• What this task involves: Repeat each record exactly as written, and drop any images.

# # # # #

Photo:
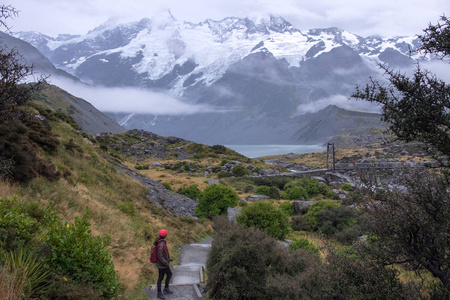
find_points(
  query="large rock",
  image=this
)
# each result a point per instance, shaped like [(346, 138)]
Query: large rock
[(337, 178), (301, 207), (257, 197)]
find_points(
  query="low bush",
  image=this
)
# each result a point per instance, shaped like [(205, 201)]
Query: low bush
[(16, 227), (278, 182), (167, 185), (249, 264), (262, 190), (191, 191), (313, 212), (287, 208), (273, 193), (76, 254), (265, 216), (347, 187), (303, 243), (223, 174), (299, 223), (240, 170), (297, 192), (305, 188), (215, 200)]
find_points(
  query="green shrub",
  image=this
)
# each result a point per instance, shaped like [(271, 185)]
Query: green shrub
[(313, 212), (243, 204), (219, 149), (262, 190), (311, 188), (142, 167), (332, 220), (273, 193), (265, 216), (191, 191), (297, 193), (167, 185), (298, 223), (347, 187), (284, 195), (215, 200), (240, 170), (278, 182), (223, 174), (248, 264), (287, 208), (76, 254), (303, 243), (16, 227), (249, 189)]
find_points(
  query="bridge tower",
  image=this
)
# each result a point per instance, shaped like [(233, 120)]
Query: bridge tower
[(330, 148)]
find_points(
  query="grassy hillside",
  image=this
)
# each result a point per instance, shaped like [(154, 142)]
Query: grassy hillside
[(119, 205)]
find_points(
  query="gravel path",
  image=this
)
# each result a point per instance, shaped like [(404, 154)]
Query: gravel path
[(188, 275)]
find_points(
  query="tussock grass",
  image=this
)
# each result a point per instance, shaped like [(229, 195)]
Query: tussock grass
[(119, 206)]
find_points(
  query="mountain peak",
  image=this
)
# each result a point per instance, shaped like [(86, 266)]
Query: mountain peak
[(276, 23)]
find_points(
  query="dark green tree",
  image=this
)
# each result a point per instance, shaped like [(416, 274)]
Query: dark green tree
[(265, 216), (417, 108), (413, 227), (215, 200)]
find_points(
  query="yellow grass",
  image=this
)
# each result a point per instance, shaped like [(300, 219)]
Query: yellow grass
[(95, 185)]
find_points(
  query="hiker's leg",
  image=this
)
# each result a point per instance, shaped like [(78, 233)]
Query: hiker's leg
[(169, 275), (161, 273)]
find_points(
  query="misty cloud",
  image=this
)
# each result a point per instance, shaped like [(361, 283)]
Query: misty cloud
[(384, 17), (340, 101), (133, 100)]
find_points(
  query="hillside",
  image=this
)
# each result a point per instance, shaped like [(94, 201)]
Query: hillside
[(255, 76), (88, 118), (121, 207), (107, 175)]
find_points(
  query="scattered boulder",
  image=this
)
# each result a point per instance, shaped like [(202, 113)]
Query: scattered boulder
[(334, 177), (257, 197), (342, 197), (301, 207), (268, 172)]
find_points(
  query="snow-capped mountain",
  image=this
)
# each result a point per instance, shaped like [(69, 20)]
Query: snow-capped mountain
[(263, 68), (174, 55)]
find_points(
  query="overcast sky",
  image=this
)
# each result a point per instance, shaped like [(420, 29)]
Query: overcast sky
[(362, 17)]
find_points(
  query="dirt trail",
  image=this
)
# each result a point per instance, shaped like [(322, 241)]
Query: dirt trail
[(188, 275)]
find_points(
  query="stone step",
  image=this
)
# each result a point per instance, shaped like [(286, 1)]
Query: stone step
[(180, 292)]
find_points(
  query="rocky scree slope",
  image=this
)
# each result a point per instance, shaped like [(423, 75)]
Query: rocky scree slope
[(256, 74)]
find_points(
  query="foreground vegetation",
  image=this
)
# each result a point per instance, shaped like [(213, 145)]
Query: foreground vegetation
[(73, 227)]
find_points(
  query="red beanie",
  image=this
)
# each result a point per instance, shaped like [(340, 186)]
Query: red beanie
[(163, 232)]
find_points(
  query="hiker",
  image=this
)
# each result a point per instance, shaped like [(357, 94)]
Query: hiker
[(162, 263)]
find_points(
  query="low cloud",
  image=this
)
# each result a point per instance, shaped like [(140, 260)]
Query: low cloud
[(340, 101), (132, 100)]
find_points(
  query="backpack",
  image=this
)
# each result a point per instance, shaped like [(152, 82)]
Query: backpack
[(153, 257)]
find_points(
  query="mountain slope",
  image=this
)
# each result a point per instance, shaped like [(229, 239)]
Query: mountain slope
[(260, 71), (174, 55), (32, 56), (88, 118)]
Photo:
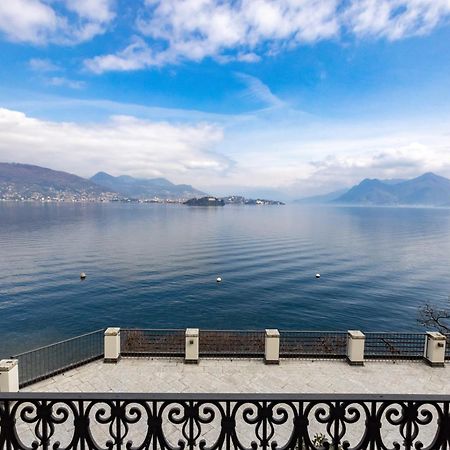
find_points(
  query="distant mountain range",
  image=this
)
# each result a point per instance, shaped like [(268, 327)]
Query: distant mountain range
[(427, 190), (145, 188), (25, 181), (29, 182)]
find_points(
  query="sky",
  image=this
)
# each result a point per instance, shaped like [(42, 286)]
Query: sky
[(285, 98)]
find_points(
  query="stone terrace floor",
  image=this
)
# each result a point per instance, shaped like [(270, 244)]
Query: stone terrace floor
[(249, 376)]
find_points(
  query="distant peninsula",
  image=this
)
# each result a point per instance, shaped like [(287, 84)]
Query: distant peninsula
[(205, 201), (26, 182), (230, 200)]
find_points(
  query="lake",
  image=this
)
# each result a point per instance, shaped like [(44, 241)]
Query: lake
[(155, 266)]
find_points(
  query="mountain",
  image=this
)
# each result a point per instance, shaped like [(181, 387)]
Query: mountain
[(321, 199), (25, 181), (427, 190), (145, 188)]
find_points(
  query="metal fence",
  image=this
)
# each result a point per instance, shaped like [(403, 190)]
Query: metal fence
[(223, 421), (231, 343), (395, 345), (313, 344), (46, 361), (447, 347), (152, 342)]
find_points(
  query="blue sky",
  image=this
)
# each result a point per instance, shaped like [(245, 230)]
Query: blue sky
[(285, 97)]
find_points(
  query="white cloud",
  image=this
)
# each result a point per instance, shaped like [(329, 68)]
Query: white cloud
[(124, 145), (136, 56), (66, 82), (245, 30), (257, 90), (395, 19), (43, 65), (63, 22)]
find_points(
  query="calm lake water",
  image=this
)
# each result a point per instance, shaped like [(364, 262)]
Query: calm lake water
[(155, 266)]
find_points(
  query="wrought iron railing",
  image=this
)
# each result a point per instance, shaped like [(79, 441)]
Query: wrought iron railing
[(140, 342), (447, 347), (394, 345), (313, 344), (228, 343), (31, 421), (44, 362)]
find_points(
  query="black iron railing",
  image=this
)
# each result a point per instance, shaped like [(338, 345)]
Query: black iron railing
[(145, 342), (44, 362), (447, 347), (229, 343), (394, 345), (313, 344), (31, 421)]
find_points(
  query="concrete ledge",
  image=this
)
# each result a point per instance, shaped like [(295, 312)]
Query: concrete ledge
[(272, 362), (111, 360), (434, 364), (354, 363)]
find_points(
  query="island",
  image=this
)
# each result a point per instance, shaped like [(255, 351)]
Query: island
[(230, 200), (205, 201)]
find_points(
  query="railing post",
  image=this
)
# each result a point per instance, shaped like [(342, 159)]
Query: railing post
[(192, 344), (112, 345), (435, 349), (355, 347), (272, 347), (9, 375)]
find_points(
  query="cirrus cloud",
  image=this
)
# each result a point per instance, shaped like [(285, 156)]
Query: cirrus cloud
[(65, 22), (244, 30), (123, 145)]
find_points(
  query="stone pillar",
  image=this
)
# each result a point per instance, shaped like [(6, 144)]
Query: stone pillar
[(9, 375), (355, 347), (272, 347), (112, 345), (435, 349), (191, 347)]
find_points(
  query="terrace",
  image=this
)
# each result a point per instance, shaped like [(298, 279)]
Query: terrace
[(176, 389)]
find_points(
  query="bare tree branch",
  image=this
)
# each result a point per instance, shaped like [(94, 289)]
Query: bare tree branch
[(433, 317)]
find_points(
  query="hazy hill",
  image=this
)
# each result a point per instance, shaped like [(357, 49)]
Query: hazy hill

# # # # #

• Output for this task:
Photo:
find_points(
  query="large rock",
  image=this
)
# each result a point per instance, shaped like [(346, 138)]
Query: large rock
[(337, 178), (301, 207), (257, 197)]
find_points(
  query="low bush",
  image=this
)
# each result a point per instance, shaped like [(205, 201)]
Query: low bush
[(16, 227), (278, 182), (167, 185), (249, 264), (262, 190), (191, 191), (313, 212), (287, 208), (273, 193), (76, 254), (265, 216), (347, 187), (303, 243), (223, 174), (299, 223), (240, 170), (297, 192), (305, 188), (215, 200)]
find_points(
  query="green shrub",
  image=this
)
# each result a point per instance, shaped like [(271, 185)]
Query: green shrub
[(313, 212), (243, 204), (219, 149), (262, 190), (311, 188), (142, 167), (332, 220), (273, 193), (265, 216), (191, 191), (297, 193), (167, 185), (298, 223), (347, 187), (284, 195), (215, 200), (240, 170), (278, 182), (223, 174), (248, 264), (287, 208), (76, 254), (303, 243), (16, 227), (249, 189)]
find_points(
  query="bridge tower",
  image=this
)
# each result a point per instance, shaped like [(233, 120)]
Query: bridge tower
[(330, 148)]
find_points(
  query="grassy hillside",
  image=this
)
# each result a point per instance, shaped like [(154, 142)]
Query: grassy hillside
[(119, 205)]
find_points(
  query="gravel path",
  image=this
)
# each result a point per instance, shaped like [(404, 154)]
Query: gravel path
[(188, 275)]
find_points(
  query="tussock grass",
  image=this
)
# each result a point per instance, shaped like [(229, 195)]
Query: tussock grass
[(119, 206)]
find_points(
  query="mountain peak",
  image=this
)
# each result a point per instance, shaped like [(86, 266)]
Query: mountain peak
[(276, 23)]
find_points(
  query="dark green tree",
  image=this
)
# each result a point per instance, shaped like [(416, 274)]
Query: dark green tree
[(265, 216), (417, 108), (413, 227), (215, 200)]
find_points(
  query="yellow grass",
  image=this
)
# each result a point per instance, shaped like [(300, 219)]
Query: yellow grass
[(95, 185)]
find_points(
  query="hiker's leg",
  image=this
)
# each result a point per instance, shaped like [(78, 233)]
Query: hiker's leg
[(169, 275), (161, 273)]
find_points(
  query="misty cloud",
  image=this
)
# each result a point per instance, shaped like [(361, 283)]
Query: misty cloud
[(384, 17), (340, 101), (133, 100)]
find_points(
  query="hillside",
  image=this
)
# each result a point per instance, shaped like [(94, 201)]
Query: hillside
[(255, 76), (88, 118), (121, 207), (107, 175)]
find_points(
  query="scattered boulder",
  image=this
)
# each result a point per instance, shaped like [(202, 113)]
Query: scattered boulder
[(334, 177), (257, 197), (342, 197), (301, 207), (268, 172)]
find_points(
  query="snow-capped mountain",
  image=this
)
# each result a point per instance, shaped like [(69, 20)]
Query: snow-capped mountain
[(263, 68), (174, 55)]
find_points(
  query="overcast sky",
  image=this
)
# each result a point per instance, shaped like [(420, 29)]
Query: overcast sky
[(362, 17)]
find_points(
  query="dirt trail",
  image=this
)
# each result a point per instance, shaped like [(322, 241)]
Query: dirt trail
[(188, 275)]
find_points(
  query="stone step",
  image=this
)
# each result a point per instance, shaped like [(286, 1)]
Query: stone step
[(180, 292)]
find_points(
  query="rocky scree slope",
  image=this
)
# each result a point per instance, shaped like [(423, 75)]
Query: rocky scree slope
[(256, 74)]
find_points(
  query="foreground vegetation",
  image=this
)
# each result a point per instance, shaped like [(213, 145)]
Query: foreground vegetation
[(73, 227)]
find_points(
  query="red beanie",
  image=this
)
# each result a point per instance, shaped like [(340, 186)]
Query: red beanie
[(163, 232)]
find_points(
  query="hiker",
  image=this
)
# each result a point per instance, shaped like [(357, 94)]
Query: hiker
[(162, 263)]
find_points(
  query="low cloud",
  image=this
)
# each result a point per instance, shaped like [(140, 260)]
Query: low cloud
[(340, 101), (132, 100)]
find_points(
  query="backpack",
  image=this
)
# each result a point per instance, shaped like [(152, 82)]
Query: backpack
[(153, 257)]
find_points(
  query="mountain slope",
  image=this
)
# each result a point per instance, shaped like [(229, 239)]
Query: mountain slope
[(260, 71), (174, 55), (32, 56), (88, 118)]
Photo:
find_points(
  query="distant mountain range",
  image=this
)
# each result a point per instance, shaped like [(268, 327)]
Query: distant mountain range
[(427, 190), (145, 188), (25, 181), (29, 182)]
find_points(
  query="sky",
  image=this
)
# each result a point per instance, shaped like [(42, 286)]
Query: sky
[(285, 98)]
find_points(
  query="stone terrace floor",
  image=this
)
# each result a point per instance, shaped like [(270, 244)]
Query: stone terrace floor
[(249, 376)]
find_points(
  query="distant peninsula",
  image=this
)
# each result a point per instance, shaped like [(287, 84)]
Query: distant peninsula
[(205, 201), (26, 182), (230, 200)]
find_points(
  query="lake",
  image=this
)
# each result a point per instance, shaped like [(44, 241)]
Query: lake
[(155, 266)]
find_points(
  query="mountain",
  image=this
)
# each result a point per instance, shaped like [(181, 387)]
Query: mountain
[(321, 199), (25, 181), (427, 190), (145, 188)]
find_points(
  query="metal fence",
  image=this
)
# each result a point per instance, shaped like [(403, 190)]
Query: metal fence
[(223, 421), (231, 343), (395, 345), (313, 344), (46, 361), (447, 347), (152, 342)]
find_points(
  query="blue sky",
  image=this
)
# each result a point per instance, shaped like [(245, 230)]
Query: blue sky
[(285, 97)]
find_points(
  query="white cloud",
  image=this
)
# each result a point per instance, shaped like [(329, 68)]
Query: white cloud
[(124, 145), (136, 56), (66, 82), (245, 30), (257, 90), (395, 19), (43, 65), (63, 22)]
find_points(
  query="calm lake water",
  image=this
)
# each result a point per instance, shaped like [(364, 262)]
Query: calm lake water
[(155, 266)]
find_points(
  query="wrought iron railing",
  image=this
)
# each result a point per instance, shaped like [(79, 441)]
Query: wrought iron railing
[(140, 342), (447, 347), (394, 345), (313, 344), (228, 343), (31, 421), (44, 362)]
find_points(
  query="black iron railing",
  image=this
)
# each result a point per instance, shaped like [(338, 345)]
Query: black iron railing
[(145, 342), (44, 362), (447, 347), (229, 343), (394, 345), (313, 344), (31, 421)]
find_points(
  query="concrete ledge",
  image=this
)
# each result a point per instance, shaped like [(295, 312)]
Query: concrete ledge
[(272, 362), (111, 360), (434, 364), (354, 363)]
find_points(
  query="island",
  image=this
)
# each result a point per instance, shaped like [(255, 351)]
Query: island
[(230, 200), (205, 201)]
find_points(
  query="railing post",
  image=this
)
# each result a point per instance, shaped like [(342, 159)]
Query: railing post
[(192, 344), (112, 345), (435, 349), (355, 347), (272, 347), (9, 375)]
find_points(
  query="cirrus cloud",
  image=this
)
# each result a point per instance, shaped like [(285, 156)]
Query: cirrus cloud
[(65, 22), (244, 30), (123, 145)]
find_points(
  query="stone pillar",
  image=this
)
# each result a point per instance, shaped like [(6, 144)]
Query: stone pillar
[(9, 375), (355, 347), (272, 347), (112, 345), (435, 349), (191, 347)]
find_points(
  query="terrace",
  image=this
)
# each result a point per instance, shaped like [(298, 279)]
Query: terrace
[(176, 389)]
find_points(
  query="bare tree branch",
  image=this
)
# each result a point per instance, shaped like [(94, 289)]
Query: bare tree branch
[(433, 317)]
find_points(
  query="hazy hill",
  image=this
)
# each result a point per instance, shaped like [(357, 49)]
Query: hazy hill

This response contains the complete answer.